## [STATED PROBLEM]
Would you copy only the lines below, beginning with the one that contains "TARGET = truck cab" and running through the last entry line?

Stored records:
****

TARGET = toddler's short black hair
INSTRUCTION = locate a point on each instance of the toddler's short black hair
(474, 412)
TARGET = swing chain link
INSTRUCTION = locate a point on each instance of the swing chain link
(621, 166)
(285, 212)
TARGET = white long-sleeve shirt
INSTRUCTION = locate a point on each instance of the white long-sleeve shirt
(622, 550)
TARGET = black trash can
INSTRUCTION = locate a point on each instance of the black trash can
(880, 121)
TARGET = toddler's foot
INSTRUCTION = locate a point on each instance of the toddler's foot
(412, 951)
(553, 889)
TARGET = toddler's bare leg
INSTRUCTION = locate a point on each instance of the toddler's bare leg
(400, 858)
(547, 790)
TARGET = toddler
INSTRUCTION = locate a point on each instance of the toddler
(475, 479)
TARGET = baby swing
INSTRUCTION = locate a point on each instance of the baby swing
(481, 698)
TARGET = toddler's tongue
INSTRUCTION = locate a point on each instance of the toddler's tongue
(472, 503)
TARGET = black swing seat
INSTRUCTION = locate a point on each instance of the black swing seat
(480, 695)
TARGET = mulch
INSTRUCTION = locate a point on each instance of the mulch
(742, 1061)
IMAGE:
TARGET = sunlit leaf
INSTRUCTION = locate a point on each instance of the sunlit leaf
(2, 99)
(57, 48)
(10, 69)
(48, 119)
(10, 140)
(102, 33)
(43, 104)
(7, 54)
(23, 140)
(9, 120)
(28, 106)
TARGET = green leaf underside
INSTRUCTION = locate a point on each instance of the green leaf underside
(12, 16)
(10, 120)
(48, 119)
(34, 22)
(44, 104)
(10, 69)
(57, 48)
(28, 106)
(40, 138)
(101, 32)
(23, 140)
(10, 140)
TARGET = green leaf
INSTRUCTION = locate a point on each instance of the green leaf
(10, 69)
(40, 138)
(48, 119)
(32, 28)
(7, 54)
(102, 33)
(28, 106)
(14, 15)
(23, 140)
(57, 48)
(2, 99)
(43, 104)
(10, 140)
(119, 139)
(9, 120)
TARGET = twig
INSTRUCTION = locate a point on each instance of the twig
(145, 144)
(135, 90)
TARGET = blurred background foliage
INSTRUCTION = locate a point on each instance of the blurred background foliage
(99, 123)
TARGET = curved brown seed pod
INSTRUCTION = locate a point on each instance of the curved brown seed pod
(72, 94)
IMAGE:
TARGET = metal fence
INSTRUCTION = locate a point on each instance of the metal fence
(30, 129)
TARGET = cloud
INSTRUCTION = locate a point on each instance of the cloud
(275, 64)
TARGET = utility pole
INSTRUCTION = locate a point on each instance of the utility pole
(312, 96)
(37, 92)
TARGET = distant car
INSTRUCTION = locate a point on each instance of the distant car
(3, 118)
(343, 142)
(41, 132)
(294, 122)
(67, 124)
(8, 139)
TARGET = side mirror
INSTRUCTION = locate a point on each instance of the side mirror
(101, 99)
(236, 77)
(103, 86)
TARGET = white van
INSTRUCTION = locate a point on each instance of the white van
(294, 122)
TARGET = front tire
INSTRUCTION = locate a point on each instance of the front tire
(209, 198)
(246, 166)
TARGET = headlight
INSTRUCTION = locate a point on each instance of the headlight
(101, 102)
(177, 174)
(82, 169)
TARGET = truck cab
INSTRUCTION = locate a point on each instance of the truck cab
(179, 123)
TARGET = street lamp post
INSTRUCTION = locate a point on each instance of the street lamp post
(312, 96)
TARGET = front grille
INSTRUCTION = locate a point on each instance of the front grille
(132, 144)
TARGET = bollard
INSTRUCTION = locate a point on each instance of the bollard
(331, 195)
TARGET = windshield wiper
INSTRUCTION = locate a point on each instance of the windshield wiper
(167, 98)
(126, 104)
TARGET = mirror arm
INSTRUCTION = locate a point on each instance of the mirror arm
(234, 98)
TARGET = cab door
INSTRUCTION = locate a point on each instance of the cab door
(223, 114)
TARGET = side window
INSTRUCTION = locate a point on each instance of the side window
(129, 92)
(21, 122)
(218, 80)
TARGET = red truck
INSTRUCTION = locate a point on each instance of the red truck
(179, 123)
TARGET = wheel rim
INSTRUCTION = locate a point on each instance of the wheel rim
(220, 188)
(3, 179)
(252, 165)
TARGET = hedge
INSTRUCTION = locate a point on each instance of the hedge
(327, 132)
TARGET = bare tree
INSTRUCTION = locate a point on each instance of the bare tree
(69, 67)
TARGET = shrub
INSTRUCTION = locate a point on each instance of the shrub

****

## [FINAL RESULT]
TARGET = truck cab
INSTRUCTION = locate a point on each instance of the truck cab
(179, 123)
TARGET = street lamp post
INSTRUCTION = locate a point on each instance of the street lamp post
(312, 96)
TARGET = front grille
INSTRUCTION = locate a point on each instance of the front grille
(132, 144)
TARGET = bollard
INSTRUCTION = locate a point on each instance of the bollard
(331, 195)
TARGET = windshield wiper
INSTRUCTION = locate a point on each instance of the windshield wiper
(167, 98)
(126, 104)
TARGET = mirror arm
INSTRUCTION = locate a point on each instance of the mirror arm
(234, 98)
TARGET = cab door
INSTRUCTION = locate a point on each instance of the cab door
(223, 114)
TARGET = side window
INSTRUCTION = locate a point on each instance of the side window
(129, 92)
(21, 122)
(218, 80)
TARGET = red truck
INSTRUCTION = locate a point on each instance of the red truck
(179, 123)
TARGET = wheel rim
INSTRUCTION = locate a point on each instance of the wheel rim
(220, 188)
(3, 179)
(252, 165)
TARGET = hedge
INSTRUCTION = locate a point on each instance of the hedge
(327, 132)
TARGET = bare tree
INSTRUCTION = locate a point on each instance of the bare tree
(69, 67)
TARGET = shrub
INSTRUCTION = locate a point on each instance of the shrub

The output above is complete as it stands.